[RECORDED INFORMATION Boundary: Start]

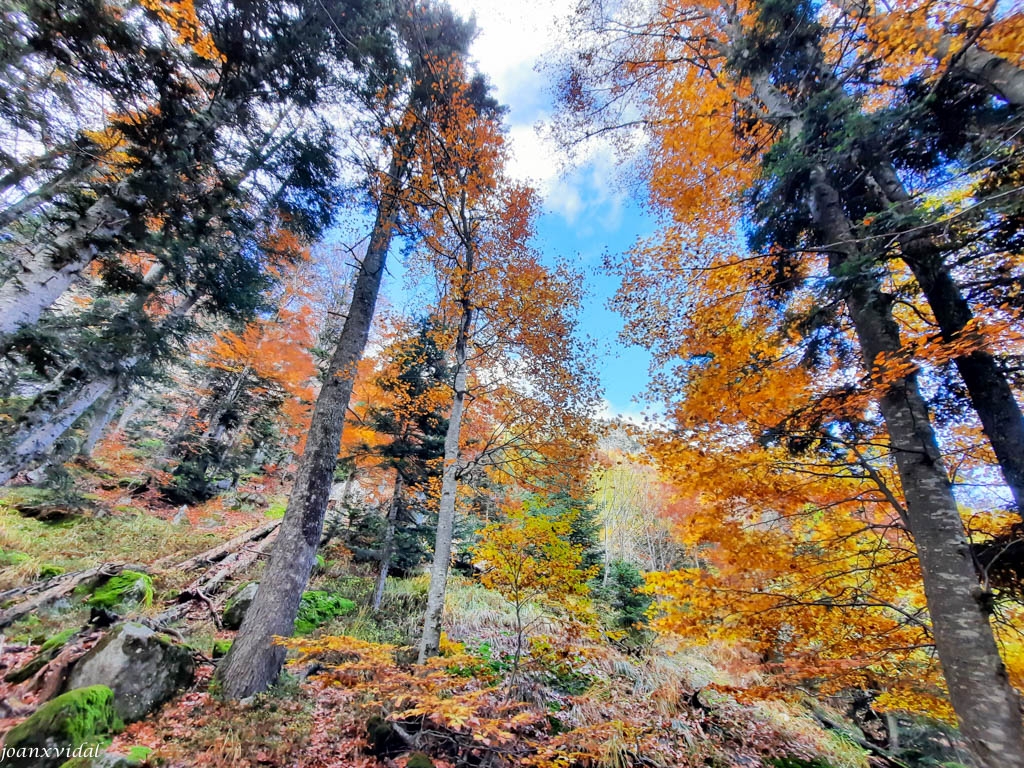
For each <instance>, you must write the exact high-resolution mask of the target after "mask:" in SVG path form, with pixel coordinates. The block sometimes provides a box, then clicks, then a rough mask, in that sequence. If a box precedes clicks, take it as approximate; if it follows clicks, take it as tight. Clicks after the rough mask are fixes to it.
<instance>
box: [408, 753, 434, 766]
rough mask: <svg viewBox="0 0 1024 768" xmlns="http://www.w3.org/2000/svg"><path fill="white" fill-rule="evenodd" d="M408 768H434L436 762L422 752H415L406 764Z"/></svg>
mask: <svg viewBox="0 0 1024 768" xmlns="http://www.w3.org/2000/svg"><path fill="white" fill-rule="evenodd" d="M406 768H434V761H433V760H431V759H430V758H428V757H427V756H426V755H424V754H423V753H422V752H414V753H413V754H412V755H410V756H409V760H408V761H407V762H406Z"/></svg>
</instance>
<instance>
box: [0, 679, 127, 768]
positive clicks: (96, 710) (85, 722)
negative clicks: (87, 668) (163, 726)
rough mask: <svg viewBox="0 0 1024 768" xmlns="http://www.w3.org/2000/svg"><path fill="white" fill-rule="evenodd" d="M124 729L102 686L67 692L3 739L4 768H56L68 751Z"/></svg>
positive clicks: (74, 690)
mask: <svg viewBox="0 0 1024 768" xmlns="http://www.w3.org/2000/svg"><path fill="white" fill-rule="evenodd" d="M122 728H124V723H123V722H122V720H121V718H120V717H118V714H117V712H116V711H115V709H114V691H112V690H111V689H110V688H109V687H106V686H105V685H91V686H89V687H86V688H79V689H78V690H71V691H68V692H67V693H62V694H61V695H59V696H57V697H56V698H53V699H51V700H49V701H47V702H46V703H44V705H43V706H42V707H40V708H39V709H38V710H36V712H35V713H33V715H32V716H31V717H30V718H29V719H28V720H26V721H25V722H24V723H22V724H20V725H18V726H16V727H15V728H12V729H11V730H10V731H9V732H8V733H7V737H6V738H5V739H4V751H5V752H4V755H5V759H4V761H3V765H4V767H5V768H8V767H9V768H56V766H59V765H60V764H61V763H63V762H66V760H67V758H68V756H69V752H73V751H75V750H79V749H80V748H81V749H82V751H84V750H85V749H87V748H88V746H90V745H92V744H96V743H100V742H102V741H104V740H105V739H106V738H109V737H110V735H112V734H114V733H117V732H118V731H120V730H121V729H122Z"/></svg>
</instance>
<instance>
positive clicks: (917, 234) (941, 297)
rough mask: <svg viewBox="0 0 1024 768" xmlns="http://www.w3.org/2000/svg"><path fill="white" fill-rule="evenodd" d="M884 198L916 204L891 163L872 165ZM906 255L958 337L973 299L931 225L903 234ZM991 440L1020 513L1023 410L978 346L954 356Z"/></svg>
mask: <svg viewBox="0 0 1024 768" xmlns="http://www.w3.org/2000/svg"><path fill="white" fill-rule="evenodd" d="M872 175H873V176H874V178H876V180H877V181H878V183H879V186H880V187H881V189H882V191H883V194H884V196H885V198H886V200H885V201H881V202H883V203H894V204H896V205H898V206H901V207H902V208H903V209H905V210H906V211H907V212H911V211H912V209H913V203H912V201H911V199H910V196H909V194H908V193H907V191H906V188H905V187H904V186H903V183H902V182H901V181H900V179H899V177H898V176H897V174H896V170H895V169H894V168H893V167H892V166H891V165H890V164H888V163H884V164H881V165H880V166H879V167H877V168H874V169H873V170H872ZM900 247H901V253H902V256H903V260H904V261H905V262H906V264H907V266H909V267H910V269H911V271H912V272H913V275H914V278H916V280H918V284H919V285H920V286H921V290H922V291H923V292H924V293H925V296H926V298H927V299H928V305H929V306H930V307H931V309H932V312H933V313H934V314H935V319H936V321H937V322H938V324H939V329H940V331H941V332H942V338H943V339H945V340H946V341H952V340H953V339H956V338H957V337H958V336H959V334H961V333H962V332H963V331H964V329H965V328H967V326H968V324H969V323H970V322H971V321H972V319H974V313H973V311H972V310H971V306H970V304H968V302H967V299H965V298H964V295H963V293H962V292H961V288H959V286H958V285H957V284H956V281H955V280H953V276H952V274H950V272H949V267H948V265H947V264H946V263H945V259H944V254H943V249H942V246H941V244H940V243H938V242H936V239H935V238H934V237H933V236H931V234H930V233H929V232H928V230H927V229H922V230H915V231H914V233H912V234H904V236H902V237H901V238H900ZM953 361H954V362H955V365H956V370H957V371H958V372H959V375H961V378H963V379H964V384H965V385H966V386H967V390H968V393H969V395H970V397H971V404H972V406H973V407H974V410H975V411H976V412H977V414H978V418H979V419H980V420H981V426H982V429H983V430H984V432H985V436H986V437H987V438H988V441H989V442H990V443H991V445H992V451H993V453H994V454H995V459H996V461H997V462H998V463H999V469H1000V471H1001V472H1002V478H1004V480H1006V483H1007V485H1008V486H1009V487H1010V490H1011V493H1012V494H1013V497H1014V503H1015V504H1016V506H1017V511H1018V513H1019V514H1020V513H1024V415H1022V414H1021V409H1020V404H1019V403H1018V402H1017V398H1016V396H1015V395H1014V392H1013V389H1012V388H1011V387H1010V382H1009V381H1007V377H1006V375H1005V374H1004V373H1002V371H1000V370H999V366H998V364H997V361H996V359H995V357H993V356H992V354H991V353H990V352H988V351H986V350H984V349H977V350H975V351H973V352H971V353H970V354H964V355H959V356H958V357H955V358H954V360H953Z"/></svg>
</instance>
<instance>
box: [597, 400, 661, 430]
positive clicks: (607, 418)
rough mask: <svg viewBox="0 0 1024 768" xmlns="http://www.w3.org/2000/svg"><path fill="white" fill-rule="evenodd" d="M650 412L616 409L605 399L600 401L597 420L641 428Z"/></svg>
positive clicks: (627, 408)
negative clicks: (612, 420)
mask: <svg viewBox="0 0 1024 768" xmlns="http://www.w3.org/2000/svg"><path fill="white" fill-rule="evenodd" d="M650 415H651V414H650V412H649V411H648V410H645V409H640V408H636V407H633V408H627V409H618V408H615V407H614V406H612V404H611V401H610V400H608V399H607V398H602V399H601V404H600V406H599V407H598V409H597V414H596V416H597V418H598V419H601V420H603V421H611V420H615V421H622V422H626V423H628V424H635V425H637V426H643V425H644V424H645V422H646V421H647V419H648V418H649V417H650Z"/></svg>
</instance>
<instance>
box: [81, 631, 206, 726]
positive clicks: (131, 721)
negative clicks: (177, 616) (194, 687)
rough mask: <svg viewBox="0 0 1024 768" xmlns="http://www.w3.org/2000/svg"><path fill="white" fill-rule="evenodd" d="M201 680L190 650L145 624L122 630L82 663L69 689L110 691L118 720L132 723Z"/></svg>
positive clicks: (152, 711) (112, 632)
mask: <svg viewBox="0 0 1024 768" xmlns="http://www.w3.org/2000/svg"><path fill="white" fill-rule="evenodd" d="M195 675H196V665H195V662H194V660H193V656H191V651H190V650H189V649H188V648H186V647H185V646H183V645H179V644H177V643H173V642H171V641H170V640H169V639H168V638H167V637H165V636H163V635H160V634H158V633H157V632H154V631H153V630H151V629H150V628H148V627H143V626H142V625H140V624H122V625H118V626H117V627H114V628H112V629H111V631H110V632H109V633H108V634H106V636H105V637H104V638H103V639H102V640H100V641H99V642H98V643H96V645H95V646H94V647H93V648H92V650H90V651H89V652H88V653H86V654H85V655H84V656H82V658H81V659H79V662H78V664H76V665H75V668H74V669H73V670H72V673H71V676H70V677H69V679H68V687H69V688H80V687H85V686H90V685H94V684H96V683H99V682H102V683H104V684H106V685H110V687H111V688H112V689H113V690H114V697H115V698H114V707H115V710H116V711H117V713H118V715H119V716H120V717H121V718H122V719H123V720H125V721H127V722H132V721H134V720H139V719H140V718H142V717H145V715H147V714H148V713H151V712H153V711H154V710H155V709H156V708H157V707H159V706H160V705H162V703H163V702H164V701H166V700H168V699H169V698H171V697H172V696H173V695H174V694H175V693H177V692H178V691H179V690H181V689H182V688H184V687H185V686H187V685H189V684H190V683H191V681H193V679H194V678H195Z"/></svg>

[RECORDED INFORMATION Boundary: End]
[RECORDED INFORMATION Boundary: Start]

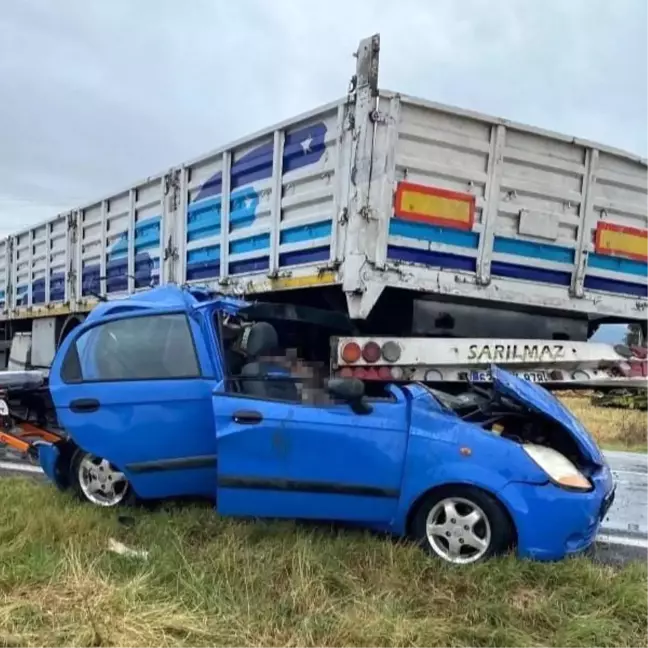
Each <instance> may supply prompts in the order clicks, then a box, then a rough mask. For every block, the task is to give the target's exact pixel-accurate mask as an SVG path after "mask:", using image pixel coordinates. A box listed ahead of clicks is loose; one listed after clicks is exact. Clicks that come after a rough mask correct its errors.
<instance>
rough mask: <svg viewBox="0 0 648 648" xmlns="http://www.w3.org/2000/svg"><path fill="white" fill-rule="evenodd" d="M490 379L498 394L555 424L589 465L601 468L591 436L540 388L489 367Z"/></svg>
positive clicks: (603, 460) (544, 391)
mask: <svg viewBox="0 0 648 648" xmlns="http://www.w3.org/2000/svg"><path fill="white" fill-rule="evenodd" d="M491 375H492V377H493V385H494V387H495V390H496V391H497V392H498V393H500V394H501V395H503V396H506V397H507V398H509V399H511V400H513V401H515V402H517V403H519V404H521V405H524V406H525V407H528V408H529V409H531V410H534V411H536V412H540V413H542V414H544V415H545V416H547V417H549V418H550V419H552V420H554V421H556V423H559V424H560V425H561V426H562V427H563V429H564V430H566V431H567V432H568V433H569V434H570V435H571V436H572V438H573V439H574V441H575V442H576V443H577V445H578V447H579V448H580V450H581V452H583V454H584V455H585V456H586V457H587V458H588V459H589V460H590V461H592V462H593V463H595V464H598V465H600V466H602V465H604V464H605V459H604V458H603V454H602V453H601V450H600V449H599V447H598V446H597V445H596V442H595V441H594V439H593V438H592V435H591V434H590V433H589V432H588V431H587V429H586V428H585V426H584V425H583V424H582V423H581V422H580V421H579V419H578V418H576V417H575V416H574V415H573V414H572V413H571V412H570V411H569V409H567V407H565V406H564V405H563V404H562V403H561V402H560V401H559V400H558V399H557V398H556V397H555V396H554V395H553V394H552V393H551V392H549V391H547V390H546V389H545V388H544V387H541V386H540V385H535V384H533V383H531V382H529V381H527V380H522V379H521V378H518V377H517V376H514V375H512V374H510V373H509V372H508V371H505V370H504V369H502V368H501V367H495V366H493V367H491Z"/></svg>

[RECORDED INFORMATION Boundary: End]

* [ABOUT THIS EXERCISE]
I'd like the lines above from the one with "412L616 409L605 399L600" up to and including the one with "negative clicks: (177, 616) (194, 687)" copied exactly, with no other lines.

* [TASK SOLUTION]
rough mask: <svg viewBox="0 0 1024 768" xmlns="http://www.w3.org/2000/svg"><path fill="white" fill-rule="evenodd" d="M650 412L616 409L605 399L600 401L597 420L641 428Z"/></svg>
positive clicks: (627, 408)
negative clicks: (612, 420)
mask: <svg viewBox="0 0 1024 768" xmlns="http://www.w3.org/2000/svg"><path fill="white" fill-rule="evenodd" d="M650 415H651V414H650V412H649V411H648V410H645V409H640V408H636V407H633V408H627V409H618V408H615V407H614V406H612V404H611V401H610V400H608V399H607V398H602V399H601V404H600V406H599V407H598V409H597V414H596V416H597V418H598V419H601V420H603V421H611V420H615V421H622V422H626V423H628V424H635V425H637V426H643V425H644V424H645V422H646V421H647V419H648V418H649V417H650Z"/></svg>
</instance>
<instance>
box: [81, 631, 206, 726]
positive clicks: (131, 721)
negative clicks: (177, 616) (194, 687)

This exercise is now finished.